### [Task to carry out]
Please put the stretch of entries from the start through the line containing "positive clicks: (74, 3) (15, 32) (77, 12)" into a numbered list, leaving out any blank lines.

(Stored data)
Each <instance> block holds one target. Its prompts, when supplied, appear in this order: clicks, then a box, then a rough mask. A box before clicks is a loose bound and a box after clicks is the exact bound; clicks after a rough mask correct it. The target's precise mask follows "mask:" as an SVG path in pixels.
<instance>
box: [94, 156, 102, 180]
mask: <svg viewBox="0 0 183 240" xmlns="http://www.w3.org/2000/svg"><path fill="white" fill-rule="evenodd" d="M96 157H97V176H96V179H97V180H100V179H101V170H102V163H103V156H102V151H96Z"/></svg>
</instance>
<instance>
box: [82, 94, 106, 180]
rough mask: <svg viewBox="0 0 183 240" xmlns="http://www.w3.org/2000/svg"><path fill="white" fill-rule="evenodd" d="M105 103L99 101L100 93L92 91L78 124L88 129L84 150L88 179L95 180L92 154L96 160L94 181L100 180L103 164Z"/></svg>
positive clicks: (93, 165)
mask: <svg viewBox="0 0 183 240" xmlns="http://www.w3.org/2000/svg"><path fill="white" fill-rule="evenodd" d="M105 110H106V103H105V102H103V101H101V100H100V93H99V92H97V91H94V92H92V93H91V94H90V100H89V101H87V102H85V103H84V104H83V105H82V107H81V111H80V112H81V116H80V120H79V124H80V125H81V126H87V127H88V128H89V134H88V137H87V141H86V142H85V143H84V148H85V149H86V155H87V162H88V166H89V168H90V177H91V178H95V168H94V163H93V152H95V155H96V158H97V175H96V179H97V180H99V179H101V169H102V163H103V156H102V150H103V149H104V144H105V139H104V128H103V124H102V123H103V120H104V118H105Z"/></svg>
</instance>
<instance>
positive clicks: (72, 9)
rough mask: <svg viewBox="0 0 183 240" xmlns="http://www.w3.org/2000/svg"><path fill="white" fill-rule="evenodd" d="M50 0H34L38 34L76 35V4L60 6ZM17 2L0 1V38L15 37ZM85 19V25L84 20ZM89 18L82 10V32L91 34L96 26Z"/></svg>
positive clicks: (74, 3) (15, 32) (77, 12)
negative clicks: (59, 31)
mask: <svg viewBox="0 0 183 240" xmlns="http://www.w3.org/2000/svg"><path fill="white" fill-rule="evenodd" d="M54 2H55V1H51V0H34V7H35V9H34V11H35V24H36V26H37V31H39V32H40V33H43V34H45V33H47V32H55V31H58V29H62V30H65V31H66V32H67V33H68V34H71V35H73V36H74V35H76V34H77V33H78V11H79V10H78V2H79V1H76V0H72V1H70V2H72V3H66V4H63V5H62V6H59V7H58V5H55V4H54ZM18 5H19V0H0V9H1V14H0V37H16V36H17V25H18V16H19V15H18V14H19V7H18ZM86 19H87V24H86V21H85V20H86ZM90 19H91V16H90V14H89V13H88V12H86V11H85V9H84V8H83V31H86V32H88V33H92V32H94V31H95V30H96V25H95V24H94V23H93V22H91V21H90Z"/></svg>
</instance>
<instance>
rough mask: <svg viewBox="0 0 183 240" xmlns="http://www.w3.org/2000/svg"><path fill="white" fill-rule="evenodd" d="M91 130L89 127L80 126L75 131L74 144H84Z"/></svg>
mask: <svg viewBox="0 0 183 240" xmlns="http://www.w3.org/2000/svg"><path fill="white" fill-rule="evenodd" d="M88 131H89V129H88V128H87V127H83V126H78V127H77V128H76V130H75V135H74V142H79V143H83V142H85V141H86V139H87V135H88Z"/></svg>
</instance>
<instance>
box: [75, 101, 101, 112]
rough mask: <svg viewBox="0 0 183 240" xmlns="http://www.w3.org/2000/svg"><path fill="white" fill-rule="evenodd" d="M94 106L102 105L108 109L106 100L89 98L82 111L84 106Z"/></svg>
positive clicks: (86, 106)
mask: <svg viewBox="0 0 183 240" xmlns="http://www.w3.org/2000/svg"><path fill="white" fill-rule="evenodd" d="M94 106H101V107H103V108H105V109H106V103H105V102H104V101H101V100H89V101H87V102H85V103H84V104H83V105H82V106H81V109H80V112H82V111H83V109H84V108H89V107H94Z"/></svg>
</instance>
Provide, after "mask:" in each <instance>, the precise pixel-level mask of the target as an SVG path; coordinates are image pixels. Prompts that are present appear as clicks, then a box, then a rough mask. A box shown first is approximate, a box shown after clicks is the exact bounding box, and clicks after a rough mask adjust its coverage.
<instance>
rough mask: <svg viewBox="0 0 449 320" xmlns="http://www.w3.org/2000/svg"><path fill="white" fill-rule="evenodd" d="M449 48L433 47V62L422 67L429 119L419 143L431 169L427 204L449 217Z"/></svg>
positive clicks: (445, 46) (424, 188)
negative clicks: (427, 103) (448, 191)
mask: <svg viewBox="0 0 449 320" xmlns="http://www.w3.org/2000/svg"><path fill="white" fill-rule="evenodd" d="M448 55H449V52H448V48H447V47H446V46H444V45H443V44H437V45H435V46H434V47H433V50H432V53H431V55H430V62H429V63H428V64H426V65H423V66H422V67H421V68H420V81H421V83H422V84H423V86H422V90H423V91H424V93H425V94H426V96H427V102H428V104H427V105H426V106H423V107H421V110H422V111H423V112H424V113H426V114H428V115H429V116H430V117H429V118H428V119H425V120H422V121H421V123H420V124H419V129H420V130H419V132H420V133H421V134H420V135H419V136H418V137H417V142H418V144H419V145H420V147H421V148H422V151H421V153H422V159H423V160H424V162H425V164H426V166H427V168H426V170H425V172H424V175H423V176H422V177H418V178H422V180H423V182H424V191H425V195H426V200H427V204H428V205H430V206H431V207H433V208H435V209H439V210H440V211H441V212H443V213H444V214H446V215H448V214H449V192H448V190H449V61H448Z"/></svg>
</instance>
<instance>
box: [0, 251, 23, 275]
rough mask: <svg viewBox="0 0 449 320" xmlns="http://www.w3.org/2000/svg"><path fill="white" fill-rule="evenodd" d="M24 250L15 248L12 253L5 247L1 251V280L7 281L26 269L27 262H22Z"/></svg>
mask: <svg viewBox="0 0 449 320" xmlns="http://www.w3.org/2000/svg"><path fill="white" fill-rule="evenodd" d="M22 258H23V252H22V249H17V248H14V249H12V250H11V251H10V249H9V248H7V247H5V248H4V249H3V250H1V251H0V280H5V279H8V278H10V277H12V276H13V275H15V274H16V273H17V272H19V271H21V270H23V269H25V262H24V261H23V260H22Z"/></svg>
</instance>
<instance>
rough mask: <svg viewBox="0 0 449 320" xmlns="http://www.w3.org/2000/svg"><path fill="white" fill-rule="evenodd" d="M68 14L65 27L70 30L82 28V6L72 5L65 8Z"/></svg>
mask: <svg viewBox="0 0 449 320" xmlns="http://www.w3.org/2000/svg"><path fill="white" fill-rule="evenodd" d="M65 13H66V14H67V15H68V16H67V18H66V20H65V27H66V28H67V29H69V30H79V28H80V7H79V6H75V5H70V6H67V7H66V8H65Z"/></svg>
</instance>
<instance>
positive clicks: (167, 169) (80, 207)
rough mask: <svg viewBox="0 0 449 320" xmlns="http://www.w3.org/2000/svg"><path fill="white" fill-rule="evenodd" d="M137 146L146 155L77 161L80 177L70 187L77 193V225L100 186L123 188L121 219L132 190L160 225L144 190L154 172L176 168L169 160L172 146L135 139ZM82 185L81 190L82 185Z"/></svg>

### [Finished exercise]
1. Each <instance> block holds one target. Its prompts, when supplied, appear in this order: clicks, then a box, then a rough mask. A box before clicks is a loose bound and a box after clicks is the exact bound; clicks after a rough mask correct it. The target's precise mask follows "mask:" as an SVG path in pixels.
2. <instance>
3. box: [94, 156, 102, 180]
4. mask: <svg viewBox="0 0 183 240" xmlns="http://www.w3.org/2000/svg"><path fill="white" fill-rule="evenodd" d="M96 157H97V176H96V179H97V180H100V179H101V170H102V163H103V156H102V151H96Z"/></svg>
5. </instance>
6. <instance>
7. box: [82, 94, 106, 180]
8. rough mask: <svg viewBox="0 0 183 240" xmlns="http://www.w3.org/2000/svg"><path fill="white" fill-rule="evenodd" d="M105 103L99 101L100 93L92 91L78 124L88 129L84 150L88 179L95 180L92 154L96 160L94 181L100 180L103 164Z"/></svg>
9. positive clicks: (93, 165)
10. mask: <svg viewBox="0 0 183 240" xmlns="http://www.w3.org/2000/svg"><path fill="white" fill-rule="evenodd" d="M105 110H106V103H105V102H103V101H101V100H100V93H99V92H97V91H94V92H92V93H91V94H90V100H89V101H87V102H85V103H84V104H83V105H82V107H81V111H80V112H81V116H80V120H79V124H80V125H81V126H87V127H88V128H89V134H88V137H87V141H86V142H85V143H84V148H85V149H86V155H87V162H88V166H89V168H90V177H91V178H95V168H94V163H93V152H95V155H96V158H97V175H96V179H97V180H99V179H101V169H102V163H103V156H102V150H103V149H104V144H105V139H104V128H103V124H102V123H103V120H104V118H105Z"/></svg>
11. </instance>
12. <instance>
13. positive clicks: (72, 9)
14. rough mask: <svg viewBox="0 0 183 240" xmlns="http://www.w3.org/2000/svg"><path fill="white" fill-rule="evenodd" d="M50 0H34L38 34L76 35V4L60 6ZM17 2L0 1V38L15 37ZM85 19V25L84 20ZM89 18L82 10V32L91 34L96 26Z"/></svg>
15. positive clicks: (74, 3) (15, 32) (77, 12)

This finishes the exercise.